ABOUT THIS EXERCISE
Scan the listing for "float" and copy out each line that has it.

SOURCE MATERIAL
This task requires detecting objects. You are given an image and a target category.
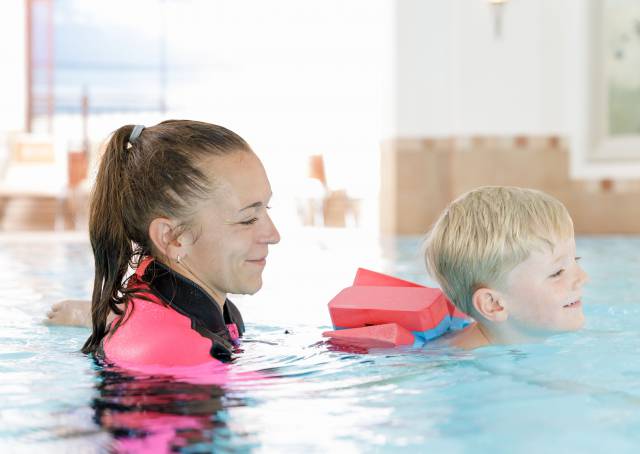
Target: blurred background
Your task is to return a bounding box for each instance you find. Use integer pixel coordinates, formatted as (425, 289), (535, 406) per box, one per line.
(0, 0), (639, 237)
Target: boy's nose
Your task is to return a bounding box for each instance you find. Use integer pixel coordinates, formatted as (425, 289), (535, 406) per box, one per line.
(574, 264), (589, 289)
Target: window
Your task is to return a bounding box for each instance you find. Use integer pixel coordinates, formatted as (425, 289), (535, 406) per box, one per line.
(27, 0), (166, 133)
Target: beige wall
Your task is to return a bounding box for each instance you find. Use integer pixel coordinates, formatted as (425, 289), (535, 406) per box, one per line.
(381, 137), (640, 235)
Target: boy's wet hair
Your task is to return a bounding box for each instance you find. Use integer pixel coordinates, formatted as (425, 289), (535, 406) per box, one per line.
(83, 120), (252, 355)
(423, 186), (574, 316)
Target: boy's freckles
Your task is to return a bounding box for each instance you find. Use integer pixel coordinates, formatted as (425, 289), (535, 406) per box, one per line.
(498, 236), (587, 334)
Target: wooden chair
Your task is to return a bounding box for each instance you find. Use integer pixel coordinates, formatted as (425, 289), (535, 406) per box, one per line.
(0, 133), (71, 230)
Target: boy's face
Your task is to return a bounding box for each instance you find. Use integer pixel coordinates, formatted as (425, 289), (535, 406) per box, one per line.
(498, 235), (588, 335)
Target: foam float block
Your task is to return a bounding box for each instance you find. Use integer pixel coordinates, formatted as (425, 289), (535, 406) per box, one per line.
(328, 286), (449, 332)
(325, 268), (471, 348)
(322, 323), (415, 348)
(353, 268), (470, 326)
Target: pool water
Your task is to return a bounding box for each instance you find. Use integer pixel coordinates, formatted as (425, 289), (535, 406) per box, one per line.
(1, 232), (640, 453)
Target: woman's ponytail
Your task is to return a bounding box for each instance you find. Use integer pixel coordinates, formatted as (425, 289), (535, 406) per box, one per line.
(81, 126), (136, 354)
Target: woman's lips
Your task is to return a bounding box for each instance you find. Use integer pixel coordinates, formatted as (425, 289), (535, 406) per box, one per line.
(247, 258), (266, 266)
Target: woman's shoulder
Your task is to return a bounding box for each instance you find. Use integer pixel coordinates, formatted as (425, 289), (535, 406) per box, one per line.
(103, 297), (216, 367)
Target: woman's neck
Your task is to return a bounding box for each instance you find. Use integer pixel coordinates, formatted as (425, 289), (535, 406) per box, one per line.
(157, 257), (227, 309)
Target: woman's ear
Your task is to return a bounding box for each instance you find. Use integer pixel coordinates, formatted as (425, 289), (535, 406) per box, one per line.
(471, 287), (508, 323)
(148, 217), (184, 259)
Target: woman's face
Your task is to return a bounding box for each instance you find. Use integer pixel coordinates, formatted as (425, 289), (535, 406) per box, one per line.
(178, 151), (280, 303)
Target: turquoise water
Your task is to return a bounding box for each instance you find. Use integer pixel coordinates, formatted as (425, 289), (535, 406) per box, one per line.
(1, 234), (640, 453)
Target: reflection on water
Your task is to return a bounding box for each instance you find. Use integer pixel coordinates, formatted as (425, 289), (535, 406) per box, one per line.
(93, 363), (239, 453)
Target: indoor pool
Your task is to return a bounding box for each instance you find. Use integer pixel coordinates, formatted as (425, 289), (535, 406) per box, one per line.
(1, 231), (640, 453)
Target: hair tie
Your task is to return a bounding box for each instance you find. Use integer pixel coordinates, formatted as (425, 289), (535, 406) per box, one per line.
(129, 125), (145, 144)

==

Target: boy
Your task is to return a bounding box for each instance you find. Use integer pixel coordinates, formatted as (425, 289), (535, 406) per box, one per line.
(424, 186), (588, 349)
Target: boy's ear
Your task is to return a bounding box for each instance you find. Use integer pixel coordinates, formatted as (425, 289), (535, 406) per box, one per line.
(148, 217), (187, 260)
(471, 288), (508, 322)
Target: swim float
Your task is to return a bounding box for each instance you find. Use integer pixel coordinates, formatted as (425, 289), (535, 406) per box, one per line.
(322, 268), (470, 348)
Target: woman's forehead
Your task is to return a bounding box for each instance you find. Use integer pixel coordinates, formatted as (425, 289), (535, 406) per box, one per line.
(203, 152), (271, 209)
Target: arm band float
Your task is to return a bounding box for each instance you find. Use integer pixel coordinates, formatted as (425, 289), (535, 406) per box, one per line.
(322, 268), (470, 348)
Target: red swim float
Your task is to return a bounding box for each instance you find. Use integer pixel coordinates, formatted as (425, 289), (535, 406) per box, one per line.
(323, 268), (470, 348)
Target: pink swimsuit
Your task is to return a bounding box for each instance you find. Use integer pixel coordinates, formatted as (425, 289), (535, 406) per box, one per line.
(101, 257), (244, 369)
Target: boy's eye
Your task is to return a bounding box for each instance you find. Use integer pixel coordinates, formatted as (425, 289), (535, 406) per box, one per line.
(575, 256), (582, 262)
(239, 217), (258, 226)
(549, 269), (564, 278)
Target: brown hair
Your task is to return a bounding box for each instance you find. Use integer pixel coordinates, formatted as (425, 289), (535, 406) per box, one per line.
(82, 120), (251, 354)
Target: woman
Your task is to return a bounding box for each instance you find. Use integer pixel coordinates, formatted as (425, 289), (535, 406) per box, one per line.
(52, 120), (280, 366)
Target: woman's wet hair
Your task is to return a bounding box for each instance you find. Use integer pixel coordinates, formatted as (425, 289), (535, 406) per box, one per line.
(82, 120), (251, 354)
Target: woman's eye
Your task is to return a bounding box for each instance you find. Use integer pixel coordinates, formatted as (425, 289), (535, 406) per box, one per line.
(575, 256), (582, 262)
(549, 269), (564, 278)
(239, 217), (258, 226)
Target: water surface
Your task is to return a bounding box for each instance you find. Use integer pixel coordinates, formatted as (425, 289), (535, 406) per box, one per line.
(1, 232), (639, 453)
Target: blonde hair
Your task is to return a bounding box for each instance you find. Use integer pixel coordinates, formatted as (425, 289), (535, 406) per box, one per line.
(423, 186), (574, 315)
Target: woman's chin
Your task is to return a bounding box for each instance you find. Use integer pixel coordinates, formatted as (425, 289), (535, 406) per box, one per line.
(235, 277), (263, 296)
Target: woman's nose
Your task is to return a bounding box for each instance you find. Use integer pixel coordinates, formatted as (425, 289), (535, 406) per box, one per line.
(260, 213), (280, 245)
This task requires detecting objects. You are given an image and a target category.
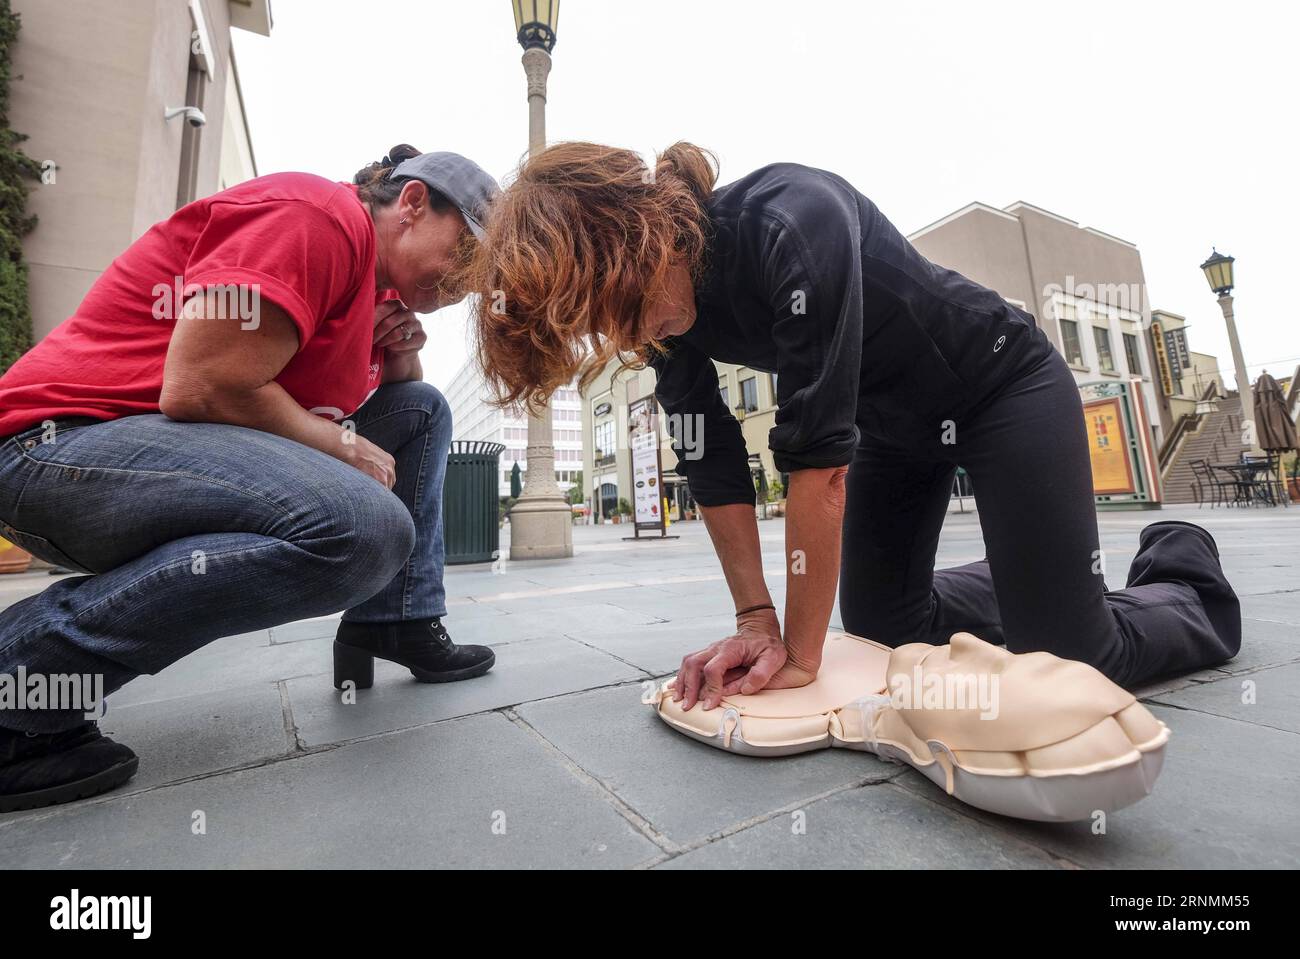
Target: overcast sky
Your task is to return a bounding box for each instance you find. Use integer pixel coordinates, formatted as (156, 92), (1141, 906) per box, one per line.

--

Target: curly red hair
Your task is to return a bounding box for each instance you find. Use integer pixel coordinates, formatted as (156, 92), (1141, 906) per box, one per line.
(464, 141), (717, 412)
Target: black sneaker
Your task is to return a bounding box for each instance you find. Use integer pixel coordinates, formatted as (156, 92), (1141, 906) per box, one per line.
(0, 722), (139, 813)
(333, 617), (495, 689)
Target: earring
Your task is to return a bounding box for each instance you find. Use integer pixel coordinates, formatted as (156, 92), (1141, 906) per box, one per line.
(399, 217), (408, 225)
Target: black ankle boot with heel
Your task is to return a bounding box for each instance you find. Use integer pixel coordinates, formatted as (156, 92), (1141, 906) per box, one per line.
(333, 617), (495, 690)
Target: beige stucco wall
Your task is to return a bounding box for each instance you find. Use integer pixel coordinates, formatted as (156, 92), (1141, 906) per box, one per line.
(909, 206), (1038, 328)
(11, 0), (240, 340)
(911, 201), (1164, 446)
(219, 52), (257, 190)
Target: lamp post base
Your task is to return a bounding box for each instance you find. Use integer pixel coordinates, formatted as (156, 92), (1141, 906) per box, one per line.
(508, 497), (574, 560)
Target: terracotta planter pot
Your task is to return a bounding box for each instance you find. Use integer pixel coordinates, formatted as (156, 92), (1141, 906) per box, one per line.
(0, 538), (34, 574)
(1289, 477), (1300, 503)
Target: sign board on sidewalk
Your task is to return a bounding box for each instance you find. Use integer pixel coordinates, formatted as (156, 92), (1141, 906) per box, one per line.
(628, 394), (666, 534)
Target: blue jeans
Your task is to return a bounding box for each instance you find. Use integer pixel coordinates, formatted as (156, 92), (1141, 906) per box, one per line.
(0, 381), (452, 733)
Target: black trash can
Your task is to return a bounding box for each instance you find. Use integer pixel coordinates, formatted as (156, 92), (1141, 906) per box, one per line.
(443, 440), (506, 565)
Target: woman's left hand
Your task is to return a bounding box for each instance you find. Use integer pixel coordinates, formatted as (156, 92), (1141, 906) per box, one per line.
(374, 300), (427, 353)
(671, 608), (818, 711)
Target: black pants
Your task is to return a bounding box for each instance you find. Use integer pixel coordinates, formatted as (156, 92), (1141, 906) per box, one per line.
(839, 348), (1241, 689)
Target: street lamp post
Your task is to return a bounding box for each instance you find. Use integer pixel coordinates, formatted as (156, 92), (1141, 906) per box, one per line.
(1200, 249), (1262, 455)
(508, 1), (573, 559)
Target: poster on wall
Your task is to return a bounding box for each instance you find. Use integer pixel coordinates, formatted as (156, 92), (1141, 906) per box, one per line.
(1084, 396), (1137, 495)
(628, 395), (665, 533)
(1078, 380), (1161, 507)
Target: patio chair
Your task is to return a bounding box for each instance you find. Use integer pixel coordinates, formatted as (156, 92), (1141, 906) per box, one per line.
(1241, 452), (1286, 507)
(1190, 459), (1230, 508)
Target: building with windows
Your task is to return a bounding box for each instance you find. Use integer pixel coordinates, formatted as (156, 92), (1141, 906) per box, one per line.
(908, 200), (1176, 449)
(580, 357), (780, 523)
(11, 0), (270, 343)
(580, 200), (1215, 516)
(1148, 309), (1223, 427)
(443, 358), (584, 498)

TASK RESULT
Target: foam float block
Target: swim float
Target: arm band float
Target: red swim float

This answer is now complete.